YOUR GOAL: Reproduce the stretch of the listing from the line containing "The endpoint marks every instance of the dark" through the line containing "x=260, y=188", both included, character for character.

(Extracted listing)
◆ ◆ ◆ ◆
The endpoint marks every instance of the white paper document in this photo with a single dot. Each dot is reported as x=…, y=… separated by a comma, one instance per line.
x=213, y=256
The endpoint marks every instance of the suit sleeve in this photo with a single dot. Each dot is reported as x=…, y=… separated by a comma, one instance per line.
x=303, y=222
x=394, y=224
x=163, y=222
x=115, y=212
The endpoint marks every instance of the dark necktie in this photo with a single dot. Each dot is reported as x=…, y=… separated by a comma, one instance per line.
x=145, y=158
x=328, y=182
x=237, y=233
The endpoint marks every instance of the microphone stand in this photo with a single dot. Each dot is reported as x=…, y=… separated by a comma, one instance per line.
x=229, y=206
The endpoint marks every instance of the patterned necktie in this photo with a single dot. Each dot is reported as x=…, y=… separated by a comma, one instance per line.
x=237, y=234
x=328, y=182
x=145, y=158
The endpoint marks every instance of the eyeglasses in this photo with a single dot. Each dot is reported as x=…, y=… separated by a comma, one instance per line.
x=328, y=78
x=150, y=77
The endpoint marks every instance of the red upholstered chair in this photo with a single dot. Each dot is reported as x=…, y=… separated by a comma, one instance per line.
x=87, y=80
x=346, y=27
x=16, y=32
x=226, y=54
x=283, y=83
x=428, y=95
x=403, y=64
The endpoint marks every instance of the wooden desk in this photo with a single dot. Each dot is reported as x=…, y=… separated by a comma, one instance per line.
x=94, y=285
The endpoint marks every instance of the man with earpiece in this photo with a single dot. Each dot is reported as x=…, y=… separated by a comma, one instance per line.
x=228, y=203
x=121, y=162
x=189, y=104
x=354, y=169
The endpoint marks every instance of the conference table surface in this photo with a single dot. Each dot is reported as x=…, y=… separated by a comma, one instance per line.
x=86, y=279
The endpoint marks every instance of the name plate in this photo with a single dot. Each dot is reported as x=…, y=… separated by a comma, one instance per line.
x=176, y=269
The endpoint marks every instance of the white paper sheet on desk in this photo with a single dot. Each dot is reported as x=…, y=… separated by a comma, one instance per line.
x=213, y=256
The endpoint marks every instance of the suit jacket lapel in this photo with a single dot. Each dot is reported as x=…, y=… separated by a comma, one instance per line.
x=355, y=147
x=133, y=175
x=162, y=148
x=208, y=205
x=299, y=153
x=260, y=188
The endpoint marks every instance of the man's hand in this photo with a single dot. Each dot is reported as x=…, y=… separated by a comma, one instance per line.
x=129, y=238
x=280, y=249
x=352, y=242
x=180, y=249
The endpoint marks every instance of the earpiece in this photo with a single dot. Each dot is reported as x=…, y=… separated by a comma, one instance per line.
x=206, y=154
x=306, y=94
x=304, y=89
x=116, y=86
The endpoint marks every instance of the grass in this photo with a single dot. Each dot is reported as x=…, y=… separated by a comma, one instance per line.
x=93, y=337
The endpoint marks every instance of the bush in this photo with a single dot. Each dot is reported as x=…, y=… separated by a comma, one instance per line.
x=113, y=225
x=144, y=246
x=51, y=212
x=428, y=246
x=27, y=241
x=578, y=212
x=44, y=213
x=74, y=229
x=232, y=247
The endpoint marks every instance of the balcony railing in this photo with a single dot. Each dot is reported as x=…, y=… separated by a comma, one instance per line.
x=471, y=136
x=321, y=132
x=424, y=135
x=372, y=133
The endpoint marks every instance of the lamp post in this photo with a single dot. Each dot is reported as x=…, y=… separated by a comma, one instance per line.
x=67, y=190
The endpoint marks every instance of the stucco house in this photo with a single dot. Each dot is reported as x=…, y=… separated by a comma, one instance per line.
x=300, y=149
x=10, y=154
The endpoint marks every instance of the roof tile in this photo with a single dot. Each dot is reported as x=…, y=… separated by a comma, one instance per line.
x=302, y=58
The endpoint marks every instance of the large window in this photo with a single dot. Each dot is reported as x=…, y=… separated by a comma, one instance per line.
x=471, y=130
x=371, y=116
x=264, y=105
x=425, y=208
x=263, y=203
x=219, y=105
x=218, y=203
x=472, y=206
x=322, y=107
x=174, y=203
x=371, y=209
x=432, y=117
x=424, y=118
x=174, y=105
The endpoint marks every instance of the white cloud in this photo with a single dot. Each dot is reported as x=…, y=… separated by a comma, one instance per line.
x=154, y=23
◆ ◆ ◆ ◆
ANSWER FOR THIS EXERCISE:
The endpoint marks every instance of the dark necktie in this photo with a single dot. Each dot is reported as x=…, y=… separated by a comma, one instance per line.
x=145, y=158
x=328, y=182
x=237, y=233
The endpoint marks every instance of the microphone stand in this photo with a single dot. Each dot is reported as x=…, y=… separated by a comma, one instance per line.
x=229, y=206
The endpoint marks every instance of the patterned necktie in this photo with a single dot. Each dot is reported as x=…, y=… separated by a comma, one instance per line.
x=237, y=234
x=328, y=182
x=145, y=158
The endpoint marks every instance of the eyeglasses in this photo with a single dot. Each dot is reported as x=…, y=… separated by a comma, one instance per line.
x=328, y=78
x=150, y=77
The endpoint marks every instance of the red upholstered chair in this photo with a single dot. Each dot is reported as x=…, y=… separated by a comma, one instance per line.
x=87, y=80
x=346, y=27
x=16, y=32
x=226, y=54
x=283, y=83
x=428, y=95
x=403, y=64
The endpoint marks every instance of the wooden desk in this photo with a single dot. Each dot is reported as x=…, y=… separated by a comma, one instance per line.
x=94, y=285
The endpoint marks every instance of the man with earpiece in this photo with a single dot. Each dot is reported as x=…, y=… separated by a comma, one instance per line.
x=228, y=203
x=121, y=162
x=189, y=104
x=354, y=169
The endpoint marks every instance of the conference table surface in this photo with a single dot. Each dot is reported as x=…, y=… separated by a comma, one instance per line.
x=86, y=279
The endpoint marks every instance of the name plate in this photo with a single dot. Each dot is reported as x=…, y=… separated by a comma, one instance per line.
x=176, y=269
The endpoint marks every instance of the white paper sheet on desk in this photo with a single dot. Each dot is reported as x=…, y=… separated by a comma, one instance per line.
x=213, y=256
The endpoint marks every instance of the suit jacket lapel in this photo with a single dot. Each dot is reported as x=…, y=… separated by a comma, one instance per line.
x=355, y=147
x=133, y=175
x=162, y=148
x=208, y=205
x=299, y=153
x=260, y=188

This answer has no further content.